Dataset entries:
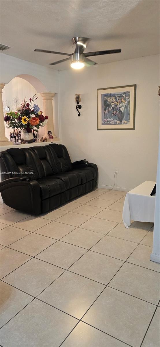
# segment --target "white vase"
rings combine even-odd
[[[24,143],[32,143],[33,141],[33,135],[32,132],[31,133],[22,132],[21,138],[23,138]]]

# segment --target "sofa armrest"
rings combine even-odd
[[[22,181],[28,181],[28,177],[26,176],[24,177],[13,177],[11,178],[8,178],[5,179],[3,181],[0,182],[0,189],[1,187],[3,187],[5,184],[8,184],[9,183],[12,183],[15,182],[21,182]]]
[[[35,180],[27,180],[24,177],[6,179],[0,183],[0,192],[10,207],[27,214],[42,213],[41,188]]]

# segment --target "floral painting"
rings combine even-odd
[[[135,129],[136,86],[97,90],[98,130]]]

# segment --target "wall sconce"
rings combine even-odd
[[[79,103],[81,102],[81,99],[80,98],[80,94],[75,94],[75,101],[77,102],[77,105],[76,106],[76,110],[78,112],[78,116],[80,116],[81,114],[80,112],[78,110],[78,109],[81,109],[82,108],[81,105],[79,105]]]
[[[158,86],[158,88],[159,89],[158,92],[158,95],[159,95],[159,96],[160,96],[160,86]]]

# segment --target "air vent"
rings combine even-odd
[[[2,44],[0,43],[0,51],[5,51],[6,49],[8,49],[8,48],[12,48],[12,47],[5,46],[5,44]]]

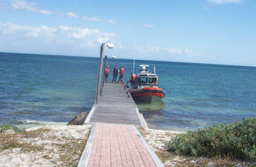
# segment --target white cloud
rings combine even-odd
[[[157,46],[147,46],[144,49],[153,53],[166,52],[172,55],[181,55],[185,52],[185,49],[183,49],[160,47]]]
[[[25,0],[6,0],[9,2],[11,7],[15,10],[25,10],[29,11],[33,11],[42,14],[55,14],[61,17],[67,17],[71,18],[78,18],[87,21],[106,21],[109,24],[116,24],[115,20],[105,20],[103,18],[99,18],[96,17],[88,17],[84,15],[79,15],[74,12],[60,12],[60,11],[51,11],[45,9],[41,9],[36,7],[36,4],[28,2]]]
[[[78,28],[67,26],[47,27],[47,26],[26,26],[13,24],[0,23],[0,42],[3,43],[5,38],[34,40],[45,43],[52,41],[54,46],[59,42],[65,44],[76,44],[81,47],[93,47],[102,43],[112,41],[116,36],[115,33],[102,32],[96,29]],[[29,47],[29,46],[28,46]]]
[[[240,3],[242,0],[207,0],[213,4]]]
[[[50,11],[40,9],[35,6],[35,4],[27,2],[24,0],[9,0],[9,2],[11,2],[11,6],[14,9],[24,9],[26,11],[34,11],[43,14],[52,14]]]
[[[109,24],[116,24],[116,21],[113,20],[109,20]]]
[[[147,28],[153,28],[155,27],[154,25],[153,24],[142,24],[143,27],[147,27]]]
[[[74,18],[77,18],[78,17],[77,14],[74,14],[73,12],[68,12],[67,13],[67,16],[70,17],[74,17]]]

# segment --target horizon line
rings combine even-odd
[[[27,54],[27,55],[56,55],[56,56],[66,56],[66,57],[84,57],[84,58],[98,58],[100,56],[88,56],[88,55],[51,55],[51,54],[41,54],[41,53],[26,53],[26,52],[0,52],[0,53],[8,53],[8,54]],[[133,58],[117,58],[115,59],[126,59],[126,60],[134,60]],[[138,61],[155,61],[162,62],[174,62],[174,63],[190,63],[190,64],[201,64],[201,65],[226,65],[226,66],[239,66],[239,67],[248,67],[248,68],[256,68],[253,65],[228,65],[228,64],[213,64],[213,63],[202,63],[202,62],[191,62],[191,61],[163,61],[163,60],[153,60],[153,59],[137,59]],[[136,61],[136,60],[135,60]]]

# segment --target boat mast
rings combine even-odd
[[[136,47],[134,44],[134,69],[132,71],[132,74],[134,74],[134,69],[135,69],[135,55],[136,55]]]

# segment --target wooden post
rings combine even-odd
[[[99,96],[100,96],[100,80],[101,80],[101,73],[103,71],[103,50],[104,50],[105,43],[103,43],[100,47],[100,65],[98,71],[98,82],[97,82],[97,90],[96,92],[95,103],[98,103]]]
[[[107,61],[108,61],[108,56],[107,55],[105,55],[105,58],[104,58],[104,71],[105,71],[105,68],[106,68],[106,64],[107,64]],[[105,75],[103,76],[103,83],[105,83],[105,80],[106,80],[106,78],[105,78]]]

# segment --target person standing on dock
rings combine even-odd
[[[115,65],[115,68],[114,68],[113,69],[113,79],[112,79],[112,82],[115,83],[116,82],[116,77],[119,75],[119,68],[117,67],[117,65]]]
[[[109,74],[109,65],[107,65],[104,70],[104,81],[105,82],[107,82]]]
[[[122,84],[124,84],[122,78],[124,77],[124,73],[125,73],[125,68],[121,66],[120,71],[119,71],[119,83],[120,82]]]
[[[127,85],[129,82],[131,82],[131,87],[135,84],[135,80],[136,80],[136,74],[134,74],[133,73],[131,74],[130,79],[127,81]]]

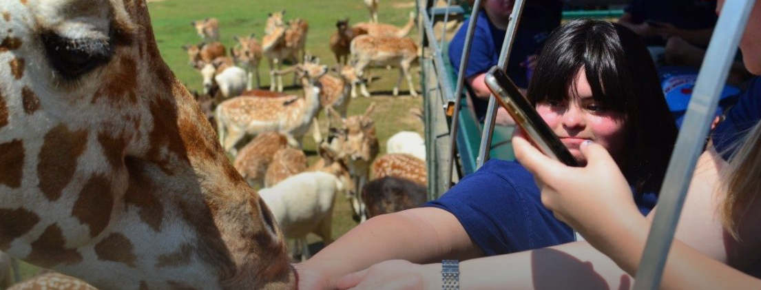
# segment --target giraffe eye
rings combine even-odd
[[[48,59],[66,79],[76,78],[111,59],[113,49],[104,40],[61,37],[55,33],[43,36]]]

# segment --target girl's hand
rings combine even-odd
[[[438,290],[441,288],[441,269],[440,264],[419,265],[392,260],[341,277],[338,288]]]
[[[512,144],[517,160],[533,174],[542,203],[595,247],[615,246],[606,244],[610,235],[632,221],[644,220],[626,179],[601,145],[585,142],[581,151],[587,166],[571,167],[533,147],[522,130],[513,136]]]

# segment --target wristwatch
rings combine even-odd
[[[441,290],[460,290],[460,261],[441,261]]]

==

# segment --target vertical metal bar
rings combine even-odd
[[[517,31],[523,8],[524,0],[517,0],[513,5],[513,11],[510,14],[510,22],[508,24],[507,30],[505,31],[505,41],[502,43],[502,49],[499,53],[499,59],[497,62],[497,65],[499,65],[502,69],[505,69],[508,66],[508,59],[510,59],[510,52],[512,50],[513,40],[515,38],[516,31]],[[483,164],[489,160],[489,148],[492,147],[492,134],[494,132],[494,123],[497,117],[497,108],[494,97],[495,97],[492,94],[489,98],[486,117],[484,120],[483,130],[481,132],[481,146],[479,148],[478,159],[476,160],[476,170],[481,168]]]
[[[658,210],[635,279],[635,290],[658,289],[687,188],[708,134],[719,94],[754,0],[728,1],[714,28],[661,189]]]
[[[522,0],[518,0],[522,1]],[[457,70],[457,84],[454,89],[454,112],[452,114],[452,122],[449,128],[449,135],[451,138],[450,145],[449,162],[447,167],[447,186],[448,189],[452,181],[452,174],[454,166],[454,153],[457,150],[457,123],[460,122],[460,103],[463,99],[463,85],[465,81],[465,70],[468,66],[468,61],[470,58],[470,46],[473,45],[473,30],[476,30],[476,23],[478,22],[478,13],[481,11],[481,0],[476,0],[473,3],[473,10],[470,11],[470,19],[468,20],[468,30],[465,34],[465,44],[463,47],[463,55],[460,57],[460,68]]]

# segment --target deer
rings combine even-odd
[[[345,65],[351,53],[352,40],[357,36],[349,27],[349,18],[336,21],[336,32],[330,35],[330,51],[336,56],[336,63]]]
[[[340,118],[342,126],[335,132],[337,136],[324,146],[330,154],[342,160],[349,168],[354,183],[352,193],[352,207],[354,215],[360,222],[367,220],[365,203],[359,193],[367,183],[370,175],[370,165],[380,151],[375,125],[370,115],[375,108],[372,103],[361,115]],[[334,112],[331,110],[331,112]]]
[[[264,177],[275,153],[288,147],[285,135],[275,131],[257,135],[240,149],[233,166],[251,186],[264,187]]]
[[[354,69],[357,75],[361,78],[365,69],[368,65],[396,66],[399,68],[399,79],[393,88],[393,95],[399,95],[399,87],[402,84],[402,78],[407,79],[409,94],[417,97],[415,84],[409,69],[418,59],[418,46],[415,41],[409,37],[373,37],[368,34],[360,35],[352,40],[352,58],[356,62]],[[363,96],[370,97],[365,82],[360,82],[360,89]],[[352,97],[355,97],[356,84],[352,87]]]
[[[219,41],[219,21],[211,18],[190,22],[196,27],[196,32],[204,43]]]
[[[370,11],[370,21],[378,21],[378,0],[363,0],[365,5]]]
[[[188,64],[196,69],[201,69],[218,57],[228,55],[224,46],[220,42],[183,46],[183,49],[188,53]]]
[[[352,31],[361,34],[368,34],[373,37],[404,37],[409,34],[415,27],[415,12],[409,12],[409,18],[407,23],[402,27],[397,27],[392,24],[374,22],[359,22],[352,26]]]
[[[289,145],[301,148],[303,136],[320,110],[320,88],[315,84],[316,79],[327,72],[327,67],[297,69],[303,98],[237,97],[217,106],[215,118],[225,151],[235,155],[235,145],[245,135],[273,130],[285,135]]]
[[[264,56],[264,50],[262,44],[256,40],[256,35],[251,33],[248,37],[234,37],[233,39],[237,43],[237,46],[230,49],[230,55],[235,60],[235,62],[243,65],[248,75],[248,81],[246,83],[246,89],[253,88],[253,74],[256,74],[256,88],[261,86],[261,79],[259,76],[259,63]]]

What is needed:
Report each line of the listing that contains the string "white", copying every such line in full. Case counts, so match only that exact capitalization.

Result:
# segment --target "white vase"
# segment --target white cloud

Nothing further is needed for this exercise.